(Object position labeling entries)
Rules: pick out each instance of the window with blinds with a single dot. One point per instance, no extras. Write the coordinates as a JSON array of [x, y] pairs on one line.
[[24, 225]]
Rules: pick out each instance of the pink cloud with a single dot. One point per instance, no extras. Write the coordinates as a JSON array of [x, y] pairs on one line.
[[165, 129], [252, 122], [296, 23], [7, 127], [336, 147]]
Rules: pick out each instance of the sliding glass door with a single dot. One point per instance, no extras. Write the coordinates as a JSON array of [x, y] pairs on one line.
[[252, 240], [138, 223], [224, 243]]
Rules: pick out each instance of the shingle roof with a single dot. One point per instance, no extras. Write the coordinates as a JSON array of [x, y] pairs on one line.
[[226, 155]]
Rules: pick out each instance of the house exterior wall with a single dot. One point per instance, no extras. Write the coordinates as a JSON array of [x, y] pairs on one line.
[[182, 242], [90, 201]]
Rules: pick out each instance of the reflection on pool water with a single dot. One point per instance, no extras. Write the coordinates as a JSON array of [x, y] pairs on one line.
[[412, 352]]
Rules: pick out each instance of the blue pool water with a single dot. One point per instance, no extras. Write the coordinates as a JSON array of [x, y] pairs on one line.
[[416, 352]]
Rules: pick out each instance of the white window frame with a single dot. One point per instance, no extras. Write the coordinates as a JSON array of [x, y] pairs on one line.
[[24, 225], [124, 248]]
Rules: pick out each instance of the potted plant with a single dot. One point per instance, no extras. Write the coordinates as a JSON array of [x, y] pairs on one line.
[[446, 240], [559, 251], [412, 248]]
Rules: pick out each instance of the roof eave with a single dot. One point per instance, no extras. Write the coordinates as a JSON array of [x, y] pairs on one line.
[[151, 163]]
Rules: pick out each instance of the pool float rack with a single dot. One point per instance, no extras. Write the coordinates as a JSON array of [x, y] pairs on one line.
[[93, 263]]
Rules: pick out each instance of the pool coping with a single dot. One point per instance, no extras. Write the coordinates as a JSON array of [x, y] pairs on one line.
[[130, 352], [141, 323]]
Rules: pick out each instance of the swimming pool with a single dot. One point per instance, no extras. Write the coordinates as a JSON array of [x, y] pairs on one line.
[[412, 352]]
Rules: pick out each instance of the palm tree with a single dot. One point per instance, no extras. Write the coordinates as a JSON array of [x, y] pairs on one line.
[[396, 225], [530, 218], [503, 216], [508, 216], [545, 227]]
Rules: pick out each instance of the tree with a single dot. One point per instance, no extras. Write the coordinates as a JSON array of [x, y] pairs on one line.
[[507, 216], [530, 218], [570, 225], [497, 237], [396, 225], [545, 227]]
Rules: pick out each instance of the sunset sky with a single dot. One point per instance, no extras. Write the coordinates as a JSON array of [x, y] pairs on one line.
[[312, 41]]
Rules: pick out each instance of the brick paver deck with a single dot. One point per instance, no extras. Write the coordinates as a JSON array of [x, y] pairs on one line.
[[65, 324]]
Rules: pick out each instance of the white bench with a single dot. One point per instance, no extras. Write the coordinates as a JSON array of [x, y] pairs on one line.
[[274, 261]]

> [What is required]: Reproduce verbatim the lines of the entries from the first line through the line containing "[[252, 240], [138, 223], [224, 243]]", including that line and no others.

> [Response]:
Rules: pick out each instance of the window with blinds with a single dot. One point per instance, no extras. Write the coordinates as a JSON array of [x, y] pairs on one line.
[[24, 225]]
Rules: pick out each instance of the pink cloud with a single dot. One point per instance, no extras. Write the coordinates as a JSON array of [x, y] pairs on one line.
[[165, 129], [252, 122], [296, 23], [7, 127], [336, 147]]
Rules: pick out each instance of the sliding glass door with a single dot. One point per instance, no extras. Write the coordinates as a JSON array of [x, y] pairs on one line.
[[252, 240], [138, 223], [224, 243]]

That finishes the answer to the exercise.